• _Uit te voeren_
Neem de regels van de gegevens ongewijzigd over, beginnend bij het allereerste begin en eindigend bij de regel die "64 L 20 112" bevat. Die regel hoort er ook bij.

• _Aangeleverde gegevens_
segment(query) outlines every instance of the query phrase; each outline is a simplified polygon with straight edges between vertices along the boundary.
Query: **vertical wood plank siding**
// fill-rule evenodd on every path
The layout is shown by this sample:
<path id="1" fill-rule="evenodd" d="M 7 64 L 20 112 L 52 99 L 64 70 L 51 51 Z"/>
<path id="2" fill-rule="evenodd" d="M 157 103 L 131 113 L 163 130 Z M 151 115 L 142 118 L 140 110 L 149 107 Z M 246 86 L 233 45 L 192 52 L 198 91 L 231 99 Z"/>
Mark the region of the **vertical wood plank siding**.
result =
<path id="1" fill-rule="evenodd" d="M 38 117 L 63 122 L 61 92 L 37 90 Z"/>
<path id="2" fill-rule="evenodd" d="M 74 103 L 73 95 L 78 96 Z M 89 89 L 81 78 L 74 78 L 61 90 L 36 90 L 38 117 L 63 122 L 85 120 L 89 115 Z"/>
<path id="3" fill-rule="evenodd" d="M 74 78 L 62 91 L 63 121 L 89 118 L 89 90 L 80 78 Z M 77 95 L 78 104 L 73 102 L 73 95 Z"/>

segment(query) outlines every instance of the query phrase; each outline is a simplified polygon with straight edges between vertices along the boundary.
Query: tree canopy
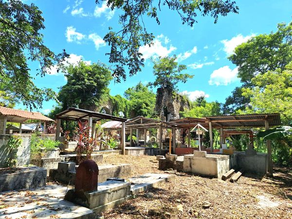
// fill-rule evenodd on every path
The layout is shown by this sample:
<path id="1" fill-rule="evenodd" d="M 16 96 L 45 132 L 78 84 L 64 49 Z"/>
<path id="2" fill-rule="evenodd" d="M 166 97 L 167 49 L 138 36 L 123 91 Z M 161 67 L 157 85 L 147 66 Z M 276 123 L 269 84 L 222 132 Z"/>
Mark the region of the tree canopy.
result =
<path id="1" fill-rule="evenodd" d="M 216 23 L 219 15 L 226 16 L 231 12 L 237 13 L 238 11 L 235 2 L 230 0 L 107 0 L 107 6 L 111 10 L 122 11 L 119 18 L 121 29 L 114 30 L 110 27 L 104 38 L 110 46 L 110 52 L 107 54 L 110 55 L 110 62 L 115 65 L 113 75 L 118 82 L 121 78 L 126 80 L 128 70 L 131 76 L 141 71 L 144 66 L 139 48 L 142 45 L 151 46 L 154 38 L 145 25 L 145 16 L 155 19 L 160 24 L 158 11 L 168 9 L 178 13 L 183 24 L 192 26 L 197 22 L 198 15 L 210 15 Z M 95 0 L 95 2 L 102 0 Z"/>
<path id="2" fill-rule="evenodd" d="M 282 122 L 292 122 L 292 62 L 275 71 L 269 71 L 252 79 L 252 88 L 243 88 L 242 95 L 250 99 L 250 106 L 243 112 L 279 112 Z"/>
<path id="3" fill-rule="evenodd" d="M 44 45 L 41 14 L 34 4 L 0 0 L 0 86 L 8 83 L 5 88 L 14 102 L 21 101 L 31 110 L 41 107 L 44 100 L 55 98 L 55 94 L 51 89 L 36 86 L 28 62 L 38 62 L 40 68 L 36 73 L 43 76 L 67 55 L 65 51 L 55 55 Z"/>
<path id="4" fill-rule="evenodd" d="M 292 61 L 292 22 L 288 25 L 280 23 L 277 28 L 275 33 L 254 36 L 237 46 L 234 54 L 229 57 L 238 67 L 238 77 L 243 84 L 236 88 L 232 95 L 226 98 L 224 114 L 236 113 L 249 105 L 249 96 L 242 95 L 242 89 L 254 86 L 253 78 L 269 71 L 283 71 Z"/>
<path id="5" fill-rule="evenodd" d="M 142 116 L 153 118 L 154 116 L 156 95 L 141 82 L 135 87 L 127 90 L 124 95 L 128 100 L 130 117 Z"/>
<path id="6" fill-rule="evenodd" d="M 66 85 L 61 88 L 58 99 L 64 109 L 79 107 L 95 110 L 104 100 L 107 100 L 112 79 L 110 72 L 102 63 L 87 65 L 83 61 L 70 65 L 65 73 Z"/>
<path id="7" fill-rule="evenodd" d="M 160 57 L 154 60 L 153 74 L 156 76 L 154 82 L 148 85 L 168 88 L 174 90 L 177 88 L 179 82 L 185 83 L 187 79 L 192 78 L 193 75 L 181 73 L 186 69 L 185 65 L 179 65 L 176 61 L 176 56 Z"/>

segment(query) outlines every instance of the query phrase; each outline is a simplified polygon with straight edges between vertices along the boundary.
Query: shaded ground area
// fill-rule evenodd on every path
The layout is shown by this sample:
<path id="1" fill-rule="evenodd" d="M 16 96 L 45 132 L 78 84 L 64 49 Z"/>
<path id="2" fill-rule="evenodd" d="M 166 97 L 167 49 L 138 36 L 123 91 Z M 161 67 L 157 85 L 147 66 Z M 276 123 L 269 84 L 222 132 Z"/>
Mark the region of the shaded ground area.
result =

• _Antwoord opdracht_
segment(query) outlines every instance of the query phrase; each outline is a simplified polygon with straight edges between vertices along the boundary.
Query: **vertical wood plank siding**
// fill-rule evenodd on every path
The layout is shown by this sample:
<path id="1" fill-rule="evenodd" d="M 7 64 L 20 112 L 52 99 L 64 70 L 51 51 Z"/>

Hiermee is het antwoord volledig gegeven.